-- START OF Exercise materials --
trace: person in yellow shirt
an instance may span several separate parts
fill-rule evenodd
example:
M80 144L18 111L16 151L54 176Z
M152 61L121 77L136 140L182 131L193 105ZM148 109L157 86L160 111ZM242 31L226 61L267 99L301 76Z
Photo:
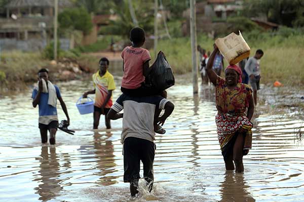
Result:
M109 60L102 58L99 60L99 69L92 76L94 89L84 93L83 97L87 97L89 94L95 94L94 104L93 129L98 128L100 115L105 115L105 126L107 129L111 128L110 119L106 118L106 114L112 107L112 91L115 89L115 83L113 76L107 71Z

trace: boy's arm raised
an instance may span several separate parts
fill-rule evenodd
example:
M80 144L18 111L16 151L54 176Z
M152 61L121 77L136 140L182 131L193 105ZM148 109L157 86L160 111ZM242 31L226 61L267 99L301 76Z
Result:
M110 109L110 111L109 111L109 112L108 112L107 114L106 115L106 117L109 119L116 120L123 118L123 117L124 116L124 114L119 114L117 112L116 112L115 110L111 108Z

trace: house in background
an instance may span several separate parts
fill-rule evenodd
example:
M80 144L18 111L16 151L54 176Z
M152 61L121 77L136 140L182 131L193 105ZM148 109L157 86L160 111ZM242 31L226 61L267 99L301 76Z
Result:
M58 1L59 12L72 6L68 0ZM53 37L54 0L12 0L5 10L6 18L0 18L2 50L40 50ZM68 48L66 40L61 42Z
M242 9L243 1L206 0L196 4L197 30L198 32L212 33L226 28L227 17L237 14ZM184 36L190 32L190 10L184 11L186 19L182 25Z
M97 40L98 32L100 28L110 24L110 21L116 20L117 16L115 15L97 15L92 16L93 28L90 33L83 36L82 45L88 45L95 43Z

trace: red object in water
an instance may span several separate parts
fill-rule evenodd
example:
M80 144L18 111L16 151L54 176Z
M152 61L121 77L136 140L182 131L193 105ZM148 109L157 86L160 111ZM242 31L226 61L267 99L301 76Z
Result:
M281 87L281 86L283 86L283 85L283 85L280 82L278 81L276 81L274 83L274 86L275 86L275 87Z

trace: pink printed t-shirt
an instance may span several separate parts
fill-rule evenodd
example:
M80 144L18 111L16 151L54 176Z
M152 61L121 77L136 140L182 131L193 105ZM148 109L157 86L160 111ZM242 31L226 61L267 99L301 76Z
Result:
M122 52L124 60L124 75L122 87L127 89L139 88L144 81L143 64L151 60L150 53L142 47L127 46Z

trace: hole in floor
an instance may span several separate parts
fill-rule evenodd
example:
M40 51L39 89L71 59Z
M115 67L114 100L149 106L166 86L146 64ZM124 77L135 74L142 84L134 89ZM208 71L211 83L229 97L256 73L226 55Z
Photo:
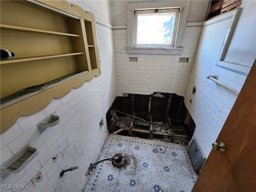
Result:
M106 115L110 133L188 144L196 126L176 94L126 94L117 97Z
-- END OF Exercise materials --
◆ Exercise task ◆
Reproduce the entries from the line holding "trace: pink printed t-shirt" through the end of the entries, including both ends, and leave the pictures out.

◆ Solution to the problem ◆
trace: pink printed t-shirt
an instance may span several separate parts
fill-rule evenodd
example:
M80 144L18 111L16 151L54 176Z
M152 61L121 77L136 140L182 131L193 105ZM148 109L157 86L160 111ZM242 31L226 61L267 99L301 76Z
Result:
M122 52L124 60L124 75L122 87L127 89L139 88L144 81L143 64L151 60L150 53L142 47L127 46Z

trace: hole in floor
an instance may span several separate parts
fill-rule evenodd
example:
M40 51L39 89L71 59Z
M115 67L114 100L149 106L166 86L146 64ZM124 77L135 74L142 84L134 89ZM208 71L211 83L229 97L256 73L226 55Z
Photo:
Result:
M106 115L110 133L188 144L196 126L176 94L126 94L117 97Z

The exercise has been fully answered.